EXERCISE BRIEF:
List each line in the records below that contains the word "front", with matching capitalization.

WORKING DATA:
--- begin ---
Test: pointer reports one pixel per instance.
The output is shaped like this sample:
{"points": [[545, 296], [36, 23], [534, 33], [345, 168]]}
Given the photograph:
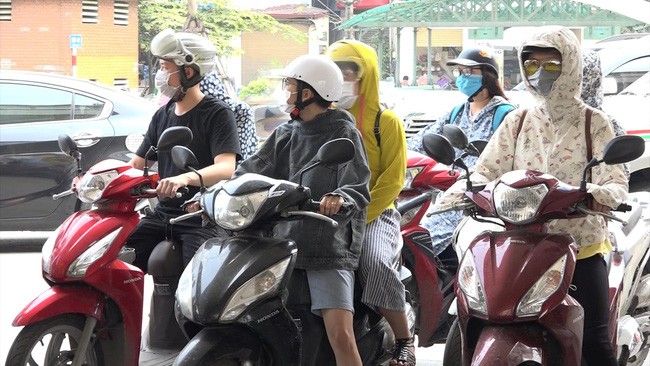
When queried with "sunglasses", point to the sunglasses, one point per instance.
{"points": [[552, 66], [464, 71]]}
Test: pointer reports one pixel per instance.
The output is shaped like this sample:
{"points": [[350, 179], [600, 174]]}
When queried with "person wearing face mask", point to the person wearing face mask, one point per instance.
{"points": [[557, 136], [384, 142], [328, 255], [184, 58], [477, 77]]}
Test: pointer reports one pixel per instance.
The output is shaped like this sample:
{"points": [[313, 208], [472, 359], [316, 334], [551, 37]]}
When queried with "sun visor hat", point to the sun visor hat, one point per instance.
{"points": [[475, 57]]}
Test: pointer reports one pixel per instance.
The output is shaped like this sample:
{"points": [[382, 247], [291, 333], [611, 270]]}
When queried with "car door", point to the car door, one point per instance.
{"points": [[32, 168]]}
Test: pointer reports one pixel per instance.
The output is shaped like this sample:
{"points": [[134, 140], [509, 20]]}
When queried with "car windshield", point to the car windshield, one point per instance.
{"points": [[640, 87]]}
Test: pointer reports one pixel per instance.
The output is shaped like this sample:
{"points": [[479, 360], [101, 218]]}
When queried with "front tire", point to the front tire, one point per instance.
{"points": [[453, 352], [51, 342]]}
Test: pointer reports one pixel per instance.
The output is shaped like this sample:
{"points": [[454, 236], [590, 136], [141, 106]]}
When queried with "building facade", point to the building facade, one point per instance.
{"points": [[90, 39]]}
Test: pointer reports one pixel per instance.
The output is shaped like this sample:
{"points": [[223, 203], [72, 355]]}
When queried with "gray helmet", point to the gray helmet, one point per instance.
{"points": [[185, 49]]}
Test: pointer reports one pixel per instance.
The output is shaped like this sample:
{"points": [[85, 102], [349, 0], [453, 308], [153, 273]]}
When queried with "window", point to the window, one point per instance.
{"points": [[89, 11], [30, 103], [121, 12], [85, 107], [5, 10]]}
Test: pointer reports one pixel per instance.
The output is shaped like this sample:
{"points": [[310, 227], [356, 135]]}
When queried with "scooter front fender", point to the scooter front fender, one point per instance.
{"points": [[509, 346], [224, 343], [59, 300]]}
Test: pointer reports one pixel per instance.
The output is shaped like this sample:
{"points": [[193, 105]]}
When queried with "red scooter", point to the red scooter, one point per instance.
{"points": [[513, 310], [431, 285], [92, 312]]}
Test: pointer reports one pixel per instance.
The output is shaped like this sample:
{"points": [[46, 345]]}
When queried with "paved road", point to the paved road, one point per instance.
{"points": [[21, 281]]}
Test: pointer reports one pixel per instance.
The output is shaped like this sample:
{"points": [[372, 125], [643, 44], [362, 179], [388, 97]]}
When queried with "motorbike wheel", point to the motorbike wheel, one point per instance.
{"points": [[453, 352], [51, 342]]}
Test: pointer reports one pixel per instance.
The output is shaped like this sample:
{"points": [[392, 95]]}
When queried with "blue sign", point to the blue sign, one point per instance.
{"points": [[75, 41]]}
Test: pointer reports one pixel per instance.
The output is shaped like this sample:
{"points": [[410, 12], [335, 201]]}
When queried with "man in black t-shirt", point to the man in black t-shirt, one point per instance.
{"points": [[185, 58]]}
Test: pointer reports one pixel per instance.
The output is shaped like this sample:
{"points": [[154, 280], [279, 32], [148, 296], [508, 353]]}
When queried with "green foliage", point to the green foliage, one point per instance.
--- end ---
RESULT OF THIS EXERCISE:
When queried with "front tire", point to the front tire, one point per instance.
When queried with "scooter front fender", point to the scooter front fender, one point per instance.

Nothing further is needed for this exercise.